**TEXT SECTION**
Scientific classification
- Kingdom: Animalia
- Phylum: Chordata
- Class: Actinopterygii
- Order: Blenniiformes
- Family: Pomacentridae
- Genus: Amblyglyphidodon
- Species: A. flavilatus
- Binomial name: Amblyglyphidodon flavilatus Allen & Randall, 1980

= Amblyglyphidodon flavilatus =

- Authority: Allen & Randall, 1980
- Conservation status: LC

Species of fish

Amblyglyphidodon flavilatus, known as yellow damselfish, yellowfin damselfish, yellow flank damselfish, yellow side damselfish, and yellow-sided Damselfish, is part Pomacentridae, which is a family of ray-finned fish including damselfish and clownfish. This family represents the greatest diversity and abundance of fish species inhabiting coral reefs. They were first described in 1980 by Allen and Randall.

== Habitat ==

Amblyglyphidodon flavilatus is a reef dwelling fish, most often found at coastal fringing reefs and reef slopes. It is only found between the depths of 12 to 20 m. Amblyglyphidodon flavilatus has not been known to migrate from their spots, so they are non-migratory fish. They prefer warmer water, between temperatures from 72–78 °F. This species is native to the western Indian Ocean, from the Red Sea and the Gulf of Aden, specifically in Djibouti, Egypt, Eritrea, Israel, Jordan, Saudi Arabia, Somalia, Sudan, and Yemen.

==Description==

Amblyglyphidodon flavilatus has a total of thirteen dorsal spines, these would be spines on the top or back of the fish. It also has eleven to thirteen dorsal soft rays, which are segmented fin rays that are composed of two closely joined lateral elements. The dorsal soft rays are almost always flexible and often branched. Amblyglyphidodon flavilatus has two anal spines, and eleven to thirteen anal soft rays. The overall color is pearly white with the anterior half being grayish, the chest is predominately pearly white, and the posterior half of body is a yellowish color. (hence the Latin species name flavilatus, meaning with yellow sides).

(Dataset entries)
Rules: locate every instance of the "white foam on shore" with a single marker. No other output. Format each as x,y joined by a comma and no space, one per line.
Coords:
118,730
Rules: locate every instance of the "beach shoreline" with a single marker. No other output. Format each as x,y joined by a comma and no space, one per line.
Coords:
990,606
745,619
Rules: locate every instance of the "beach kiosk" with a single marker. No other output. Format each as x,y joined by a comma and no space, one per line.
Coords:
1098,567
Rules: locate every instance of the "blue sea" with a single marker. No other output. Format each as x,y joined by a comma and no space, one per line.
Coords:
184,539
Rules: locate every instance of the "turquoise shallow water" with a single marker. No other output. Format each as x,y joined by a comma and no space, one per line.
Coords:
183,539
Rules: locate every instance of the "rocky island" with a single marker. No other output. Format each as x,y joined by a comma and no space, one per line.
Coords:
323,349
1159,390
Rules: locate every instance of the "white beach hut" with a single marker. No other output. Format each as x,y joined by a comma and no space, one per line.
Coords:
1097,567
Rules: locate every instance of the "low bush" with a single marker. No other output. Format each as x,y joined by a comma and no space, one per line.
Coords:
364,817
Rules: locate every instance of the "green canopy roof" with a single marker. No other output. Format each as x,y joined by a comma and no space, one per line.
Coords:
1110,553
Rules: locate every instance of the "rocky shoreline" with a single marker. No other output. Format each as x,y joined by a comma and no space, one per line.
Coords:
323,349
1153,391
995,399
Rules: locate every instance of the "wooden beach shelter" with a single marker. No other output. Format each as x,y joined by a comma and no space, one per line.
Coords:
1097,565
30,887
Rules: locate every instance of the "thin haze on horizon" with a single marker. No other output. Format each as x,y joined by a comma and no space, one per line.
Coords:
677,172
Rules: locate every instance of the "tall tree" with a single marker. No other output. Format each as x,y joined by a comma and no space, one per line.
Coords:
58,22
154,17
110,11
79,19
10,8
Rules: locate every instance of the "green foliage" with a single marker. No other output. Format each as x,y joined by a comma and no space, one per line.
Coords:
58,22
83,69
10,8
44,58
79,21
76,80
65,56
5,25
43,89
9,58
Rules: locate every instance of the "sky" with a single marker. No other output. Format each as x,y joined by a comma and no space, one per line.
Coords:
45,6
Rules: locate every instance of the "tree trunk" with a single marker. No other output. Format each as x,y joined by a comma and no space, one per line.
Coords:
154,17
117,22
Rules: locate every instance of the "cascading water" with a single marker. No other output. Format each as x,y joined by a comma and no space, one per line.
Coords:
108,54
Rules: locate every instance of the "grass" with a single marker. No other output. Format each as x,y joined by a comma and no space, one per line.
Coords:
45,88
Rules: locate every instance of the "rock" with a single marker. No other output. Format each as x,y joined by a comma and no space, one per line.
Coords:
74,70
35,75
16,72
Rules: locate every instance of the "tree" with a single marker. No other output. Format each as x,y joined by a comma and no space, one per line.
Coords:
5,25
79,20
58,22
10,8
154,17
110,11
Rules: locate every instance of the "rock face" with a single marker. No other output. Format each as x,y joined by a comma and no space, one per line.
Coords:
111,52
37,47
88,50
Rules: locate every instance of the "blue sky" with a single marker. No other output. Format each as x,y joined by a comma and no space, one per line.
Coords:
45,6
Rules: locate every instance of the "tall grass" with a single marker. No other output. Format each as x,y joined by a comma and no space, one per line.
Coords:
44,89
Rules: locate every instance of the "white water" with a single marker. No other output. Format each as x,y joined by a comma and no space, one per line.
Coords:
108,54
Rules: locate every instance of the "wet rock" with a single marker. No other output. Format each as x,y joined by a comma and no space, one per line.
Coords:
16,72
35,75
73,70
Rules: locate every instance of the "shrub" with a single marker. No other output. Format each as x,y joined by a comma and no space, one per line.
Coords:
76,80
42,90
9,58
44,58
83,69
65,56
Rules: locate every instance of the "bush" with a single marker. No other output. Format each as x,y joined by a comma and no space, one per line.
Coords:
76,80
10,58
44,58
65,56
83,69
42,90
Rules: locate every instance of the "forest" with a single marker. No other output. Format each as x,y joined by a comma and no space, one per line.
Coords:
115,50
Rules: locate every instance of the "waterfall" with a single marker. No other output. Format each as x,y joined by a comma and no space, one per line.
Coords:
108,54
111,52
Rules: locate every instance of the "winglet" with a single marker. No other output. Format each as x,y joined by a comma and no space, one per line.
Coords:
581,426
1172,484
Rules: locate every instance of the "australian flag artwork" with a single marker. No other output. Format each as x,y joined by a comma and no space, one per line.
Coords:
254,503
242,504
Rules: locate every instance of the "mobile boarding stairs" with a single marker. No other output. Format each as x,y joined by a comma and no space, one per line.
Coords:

**ACTIVITY LIST**
A) Render this sentence from the damselfish text in Spanish: "It is only found between the depths of 12 to 20 m."
B) Reproduce word for word the passage of the damselfish text between "Species of fish" and "Allen and Randall.", inclusive.

**ANSWER LIST**
A) Solo se encuentra a profundidades de entre 12 y 20 m.

B)
Species of fish

Amblyglyphidodon flavilatus, known as yellow damselfish, yellowfin damselfish, yellow flank damselfish, yellow side damselfish, and yellow-sided Damselfish, is part Pomacentridae, which is a family of ray-finned fish including damselfish and clownfish. This family represents the greatest diversity and abundance of fish species inhabiting coral reefs. They were first described in 1980 by Allen and Randall.